Exercises to complete ->
• a. According to the route injection excerpt, what is the default administrative distance value in OSPF?
• b. Pick up the OSPF route injection excerpt after its final sentence and keep writing.
* start Selected excerpt *
The routing table stores only the best routes. Your injection must have the best characteristics (i.e. administrative distance and metric).

The administrative distance (AD) determines route preferability. The higher is its value, the less likely the route will be selected. In OSPF, the default AD value is 110.

Another factor is route cost. Using FRR, I am going to specify a zero-cost static route redistribution. The lower is this metric, the more preferable is the route. And since I specify the /32 mask during the injection, the chance that the injected route will be added to the routing table is very high. This is because the packet received by the router will go to the network with the largest mask (in the 192.168.100.1/32 via 10.10.50.2 route format).

Injection structure:

kali(config)# ip route 192.168.100.1/32 eth0

Where:

  • 192.168.100.1 is the target server address;
  • /32 is the subnet mask. It’s equivalent to 255.255.255.255; and 
  • eth0 is the network interface of the attacker’s system. Accordingly, the address of the next hop will be my host.

Now I have to create a secondary address on the network interface equal to the address of the target SMB share since the traffic will come to my host via dst ip 192.168.100.1/32.

in9uz@kali:~$ sudo ifconfig eth0:1 192.168.100.1 netmask 255.255.255.255

Now all traffic intended for this SMB share will go to my host. After that, I can deploy a simple SMB server using impacket and intercept encrypted user credentials (i.e. NetNTLM hashes) that can be subsequently brute-forced or relayed (NTLM Relay).
* end Selected excerpt *
* start Provided records *
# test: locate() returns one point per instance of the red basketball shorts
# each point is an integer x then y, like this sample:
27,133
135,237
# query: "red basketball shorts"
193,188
* end Provided records *
Task answers ->
• a. 110

• b.
As a result, an Evil Twin attack will be delivered.

I deploy a share using Impacket and run the net-creds.py parser:

in9uz@kali:~$ sudo impacket-smbserver -smb2support sharePath /home/in9uz/smb-poc-share
in9uz@kali:~/toolkit/net-creds$ sudo python2 net-creds.py -i eth0

The attack begins, and I intercept plenty of NetNTLM hashes. Just look at this!

Captured NetNTLM hashes of the user intervalsabove
Captured NetNTLM hashes of the user intervalsabove

I try brute-forcing the password of this user.

Cracked password
Cracked password

The credentials are as follows: intervalsabove:viewfromabove. Terrific!

This is how you can intercept user credentials. By the way, NTLM Relay also works correctly.

NTLM Relay attack
NTLM Relay attack

Exercise caution when you interfere in the routing process! The above-described attack is extremely aggressive: when users go to some SMB share for their files, they won’t find nothing there. Since you’re spoofing this share, you might be able to deploy a copy of it. You will collect enough hashes pretty soon, and then you can stop the attack. It’s not recommended to procrastinate the exploitation; otherwise, legitimate employees would become upset, while your covert pentesting study won’t be a secret anymore.

Due to the high convergence rate in OSPF, once your injected route is deadvertised, the routing table structure will quickly return to its initial (i.e. before the attack) state. The convergence rate is four seconds. However, everything depends on the network size since all routers must update their tables. Again, exercise caution!

kali(config)# no ip route 192.168.100.1/32 eth0

How to protect against Evil Twin?

Authentication

Use authentication to prevent unknown routers from connecting to autonomous dynamic routing systems. Just make sure that the authentication key is strong enough and cannot be easily brute-forced.

Below is an example of MD5 authentication configuration on Cisco IOS:

Router(config)# interface GigabitEthernet X/X
Router(config-if)# ip ospf authentication message-digest
Router(config-if)# ip ospf message-digest-key 1 md5 y0uve_t4ken_y0ure_pr3c1ous_t1me

Use passive interfaces

Passive interfaces prohibit other interfaces from sending Hello packets, thus, preventing the pentester from connecting to the routing domain. Forever.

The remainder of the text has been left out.